▶ The task
Could you edit the records below by replacing "photograph" with "image" and keeping everything else the same? Leave the pictures out of your answer.

(Records excerpted from a collection)
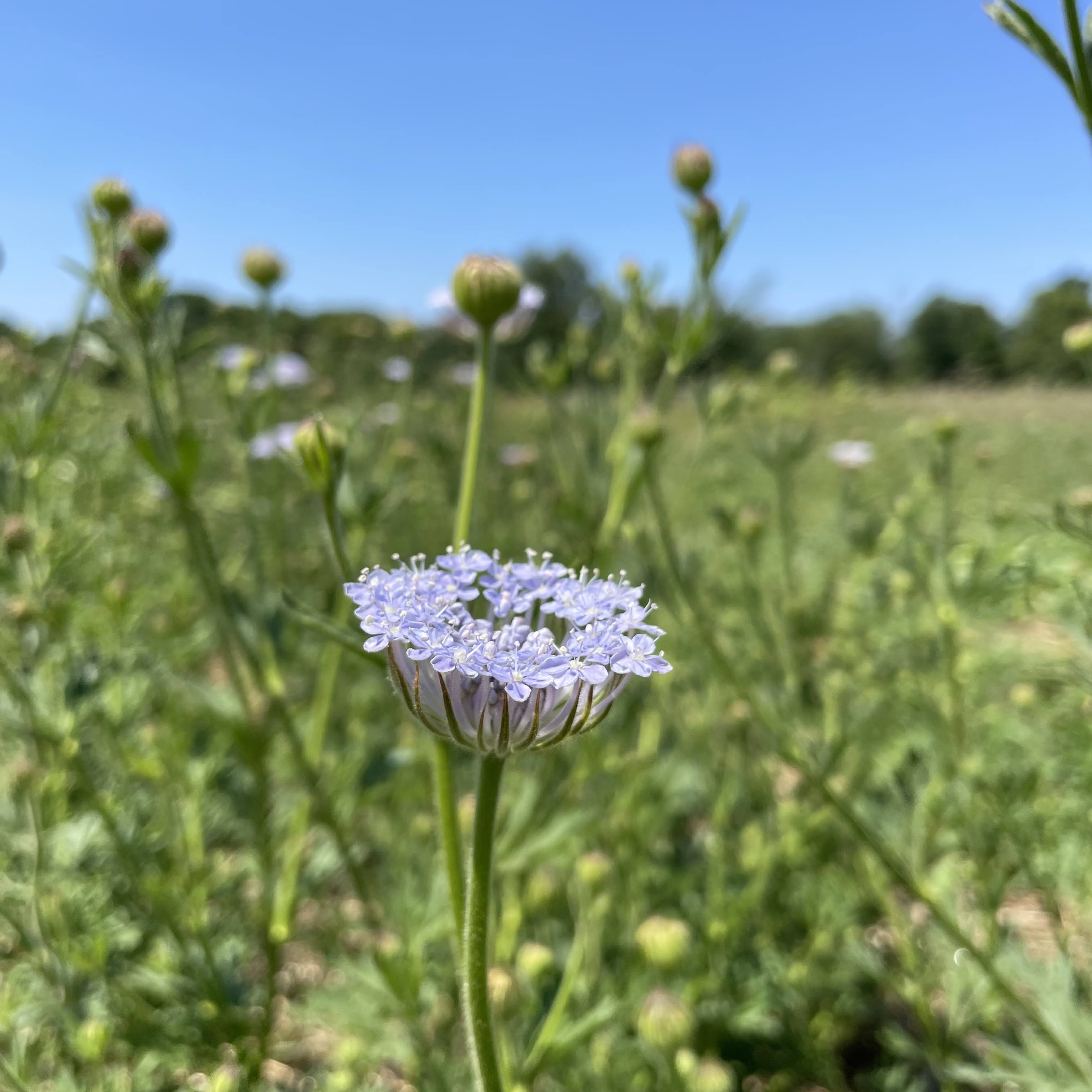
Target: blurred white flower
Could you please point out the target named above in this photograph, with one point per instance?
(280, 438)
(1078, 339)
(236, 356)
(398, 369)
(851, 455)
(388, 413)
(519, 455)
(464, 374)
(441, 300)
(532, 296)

▶ Written response
Target: blurred white flower
Could you please point out the target named above in this image, with one point per instance?
(280, 438)
(1078, 339)
(236, 356)
(398, 369)
(851, 455)
(388, 413)
(519, 455)
(464, 374)
(441, 300)
(532, 296)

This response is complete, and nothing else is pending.